* **WHAT YOU NEED TO DO**: Below are entries; copy exactly the lines from the one with "Put a dot on the pile" through the one with "Put a dot on the brown almond", both included, and leave out the rest.

(Saved entries)
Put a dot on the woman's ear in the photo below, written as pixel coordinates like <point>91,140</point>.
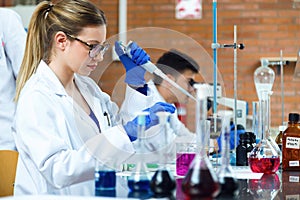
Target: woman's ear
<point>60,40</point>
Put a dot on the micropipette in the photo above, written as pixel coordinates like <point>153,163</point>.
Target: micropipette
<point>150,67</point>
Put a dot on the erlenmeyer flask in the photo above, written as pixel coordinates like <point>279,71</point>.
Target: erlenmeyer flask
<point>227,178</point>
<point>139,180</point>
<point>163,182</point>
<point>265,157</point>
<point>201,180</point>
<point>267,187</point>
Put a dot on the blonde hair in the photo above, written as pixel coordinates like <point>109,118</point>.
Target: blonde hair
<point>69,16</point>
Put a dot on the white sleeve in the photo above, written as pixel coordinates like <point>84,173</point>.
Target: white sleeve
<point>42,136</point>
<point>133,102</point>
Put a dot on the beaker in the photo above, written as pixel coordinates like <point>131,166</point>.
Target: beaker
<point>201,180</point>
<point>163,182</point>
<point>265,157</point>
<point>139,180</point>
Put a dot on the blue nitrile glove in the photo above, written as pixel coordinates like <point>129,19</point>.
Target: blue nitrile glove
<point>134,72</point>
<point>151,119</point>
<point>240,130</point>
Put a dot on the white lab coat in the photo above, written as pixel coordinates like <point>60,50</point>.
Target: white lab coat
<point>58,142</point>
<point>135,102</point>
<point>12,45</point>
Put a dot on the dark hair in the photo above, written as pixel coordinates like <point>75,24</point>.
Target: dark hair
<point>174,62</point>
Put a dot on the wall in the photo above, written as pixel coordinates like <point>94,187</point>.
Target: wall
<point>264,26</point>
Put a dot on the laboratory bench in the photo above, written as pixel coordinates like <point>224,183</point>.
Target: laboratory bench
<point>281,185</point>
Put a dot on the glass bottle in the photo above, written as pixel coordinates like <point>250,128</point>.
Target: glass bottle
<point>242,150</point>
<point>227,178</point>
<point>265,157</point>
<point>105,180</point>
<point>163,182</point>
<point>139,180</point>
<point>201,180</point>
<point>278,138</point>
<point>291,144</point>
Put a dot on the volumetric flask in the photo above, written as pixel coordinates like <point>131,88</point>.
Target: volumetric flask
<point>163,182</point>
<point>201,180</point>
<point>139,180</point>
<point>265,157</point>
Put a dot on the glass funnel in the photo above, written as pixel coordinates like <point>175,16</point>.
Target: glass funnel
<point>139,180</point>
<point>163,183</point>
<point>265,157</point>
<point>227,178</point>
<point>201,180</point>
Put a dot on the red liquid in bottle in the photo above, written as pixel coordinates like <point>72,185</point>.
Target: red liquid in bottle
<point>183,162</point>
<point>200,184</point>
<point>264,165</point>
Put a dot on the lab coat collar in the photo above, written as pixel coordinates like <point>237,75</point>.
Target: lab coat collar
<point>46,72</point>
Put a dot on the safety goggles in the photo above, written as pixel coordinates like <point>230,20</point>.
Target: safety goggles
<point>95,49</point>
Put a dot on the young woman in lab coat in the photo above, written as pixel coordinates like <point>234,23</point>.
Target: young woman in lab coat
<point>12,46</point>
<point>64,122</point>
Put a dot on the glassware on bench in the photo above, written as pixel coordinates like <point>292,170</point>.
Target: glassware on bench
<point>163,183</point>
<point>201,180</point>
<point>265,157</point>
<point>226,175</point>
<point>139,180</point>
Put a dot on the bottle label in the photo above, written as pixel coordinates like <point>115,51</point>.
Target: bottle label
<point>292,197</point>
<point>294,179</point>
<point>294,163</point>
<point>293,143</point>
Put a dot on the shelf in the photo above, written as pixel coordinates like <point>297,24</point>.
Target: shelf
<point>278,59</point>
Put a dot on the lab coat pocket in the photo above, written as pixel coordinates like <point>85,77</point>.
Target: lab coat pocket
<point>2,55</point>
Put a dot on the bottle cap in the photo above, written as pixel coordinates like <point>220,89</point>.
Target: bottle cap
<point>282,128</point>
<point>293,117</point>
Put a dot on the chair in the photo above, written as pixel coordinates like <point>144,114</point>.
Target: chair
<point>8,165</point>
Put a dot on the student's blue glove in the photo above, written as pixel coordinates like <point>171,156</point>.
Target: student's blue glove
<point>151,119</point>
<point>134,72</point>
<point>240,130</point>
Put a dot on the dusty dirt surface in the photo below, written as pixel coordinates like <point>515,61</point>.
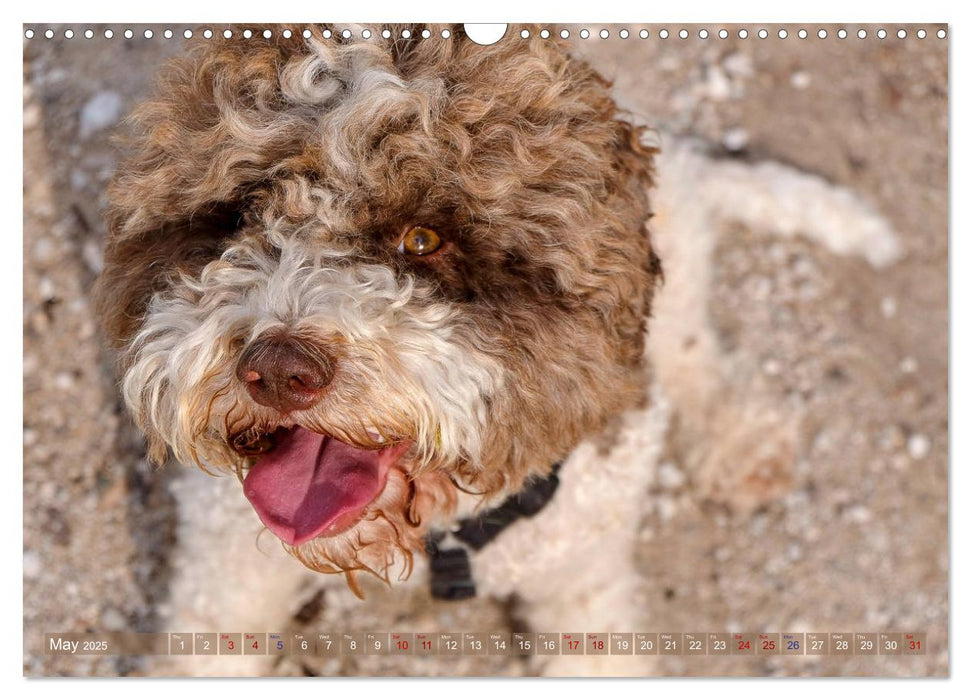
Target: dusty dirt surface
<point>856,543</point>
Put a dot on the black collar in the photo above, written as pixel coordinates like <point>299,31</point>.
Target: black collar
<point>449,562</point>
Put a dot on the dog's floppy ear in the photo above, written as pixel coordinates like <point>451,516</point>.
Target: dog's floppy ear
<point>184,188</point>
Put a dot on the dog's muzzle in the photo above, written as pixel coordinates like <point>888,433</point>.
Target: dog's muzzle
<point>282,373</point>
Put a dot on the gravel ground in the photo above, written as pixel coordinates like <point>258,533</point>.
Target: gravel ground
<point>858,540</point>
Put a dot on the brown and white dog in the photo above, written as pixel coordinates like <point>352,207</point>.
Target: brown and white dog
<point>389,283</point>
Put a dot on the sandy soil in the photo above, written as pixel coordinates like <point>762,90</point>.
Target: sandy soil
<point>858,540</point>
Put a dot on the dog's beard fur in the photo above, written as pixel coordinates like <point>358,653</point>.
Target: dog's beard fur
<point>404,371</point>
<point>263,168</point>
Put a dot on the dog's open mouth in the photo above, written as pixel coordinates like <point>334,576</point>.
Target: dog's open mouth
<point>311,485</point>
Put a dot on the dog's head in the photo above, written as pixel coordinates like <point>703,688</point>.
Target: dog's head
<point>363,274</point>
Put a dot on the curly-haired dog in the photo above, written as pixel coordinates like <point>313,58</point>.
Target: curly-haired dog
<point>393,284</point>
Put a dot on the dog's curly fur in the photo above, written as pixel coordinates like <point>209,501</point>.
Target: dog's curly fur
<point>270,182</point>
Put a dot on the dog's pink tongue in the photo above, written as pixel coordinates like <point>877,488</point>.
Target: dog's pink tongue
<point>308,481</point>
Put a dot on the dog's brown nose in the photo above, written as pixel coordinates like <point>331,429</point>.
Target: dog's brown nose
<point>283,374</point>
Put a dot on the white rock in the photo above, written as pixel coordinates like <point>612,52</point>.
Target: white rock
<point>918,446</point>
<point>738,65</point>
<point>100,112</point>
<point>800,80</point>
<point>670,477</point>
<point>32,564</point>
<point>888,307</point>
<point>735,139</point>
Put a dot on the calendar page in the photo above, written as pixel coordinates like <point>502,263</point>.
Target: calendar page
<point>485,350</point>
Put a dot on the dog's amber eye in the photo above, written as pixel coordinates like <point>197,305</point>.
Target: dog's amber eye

---

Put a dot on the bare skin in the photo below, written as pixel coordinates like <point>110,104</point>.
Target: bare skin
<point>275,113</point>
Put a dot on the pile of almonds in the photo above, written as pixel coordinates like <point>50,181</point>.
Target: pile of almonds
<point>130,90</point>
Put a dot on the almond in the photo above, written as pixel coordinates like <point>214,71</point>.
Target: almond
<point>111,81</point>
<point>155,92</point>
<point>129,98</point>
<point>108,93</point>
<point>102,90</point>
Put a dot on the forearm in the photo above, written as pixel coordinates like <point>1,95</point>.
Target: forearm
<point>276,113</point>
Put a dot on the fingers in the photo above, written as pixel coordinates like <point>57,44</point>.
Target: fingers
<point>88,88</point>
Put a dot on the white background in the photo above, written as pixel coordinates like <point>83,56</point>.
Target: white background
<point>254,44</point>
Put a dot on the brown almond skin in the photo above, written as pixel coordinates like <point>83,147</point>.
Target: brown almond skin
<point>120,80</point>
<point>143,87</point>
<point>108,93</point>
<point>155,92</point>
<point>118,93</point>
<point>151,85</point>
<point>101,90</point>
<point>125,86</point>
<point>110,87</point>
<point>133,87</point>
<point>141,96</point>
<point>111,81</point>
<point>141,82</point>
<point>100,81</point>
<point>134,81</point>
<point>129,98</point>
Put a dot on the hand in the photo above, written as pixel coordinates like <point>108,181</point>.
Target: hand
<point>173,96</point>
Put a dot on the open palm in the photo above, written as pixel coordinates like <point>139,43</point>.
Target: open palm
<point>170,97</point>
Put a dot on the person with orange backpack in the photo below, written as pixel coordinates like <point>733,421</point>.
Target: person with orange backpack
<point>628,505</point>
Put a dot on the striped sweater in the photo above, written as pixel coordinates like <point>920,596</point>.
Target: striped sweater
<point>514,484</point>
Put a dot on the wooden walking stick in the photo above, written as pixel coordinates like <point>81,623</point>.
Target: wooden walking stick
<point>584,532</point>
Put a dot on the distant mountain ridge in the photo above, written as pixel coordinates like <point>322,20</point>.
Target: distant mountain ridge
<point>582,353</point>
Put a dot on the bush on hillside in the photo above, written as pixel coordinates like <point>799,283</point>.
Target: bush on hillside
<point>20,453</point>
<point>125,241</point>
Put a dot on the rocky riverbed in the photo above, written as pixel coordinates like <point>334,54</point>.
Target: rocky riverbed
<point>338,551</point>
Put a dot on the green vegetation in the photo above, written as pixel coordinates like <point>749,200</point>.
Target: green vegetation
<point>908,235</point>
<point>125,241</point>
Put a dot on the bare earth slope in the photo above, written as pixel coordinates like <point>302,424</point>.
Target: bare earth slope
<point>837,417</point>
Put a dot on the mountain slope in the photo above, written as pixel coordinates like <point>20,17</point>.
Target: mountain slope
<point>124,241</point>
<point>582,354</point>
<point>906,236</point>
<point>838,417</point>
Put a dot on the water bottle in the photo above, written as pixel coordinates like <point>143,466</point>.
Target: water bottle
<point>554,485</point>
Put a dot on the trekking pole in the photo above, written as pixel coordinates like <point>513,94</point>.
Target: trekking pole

* **SOLUTION TO THE PROBLEM**:
Put a dot on the pile of almonds in the photo above, written as pixel coordinates like <point>50,181</point>.
Target: pile of almonds
<point>130,90</point>
Put a dot on the almond in the photo above, written as pixel coordinates like <point>214,71</point>.
Target: almond
<point>111,81</point>
<point>155,92</point>
<point>129,98</point>
<point>108,93</point>
<point>102,90</point>
Put a dot on the forearm in the photo above, written as pixel coordinates like <point>1,95</point>.
Target: forearm
<point>276,113</point>
Put a dot on the fingers in the photo above, written as pixel coordinates like <point>57,44</point>.
Target: fingers
<point>88,88</point>
Put a dot on the white background in the photo above, written as pixel coordinates like <point>83,56</point>.
Target: white background
<point>254,44</point>
Put a dot on the brown almond skin in the photo above, written as pixel coordinates like <point>83,147</point>.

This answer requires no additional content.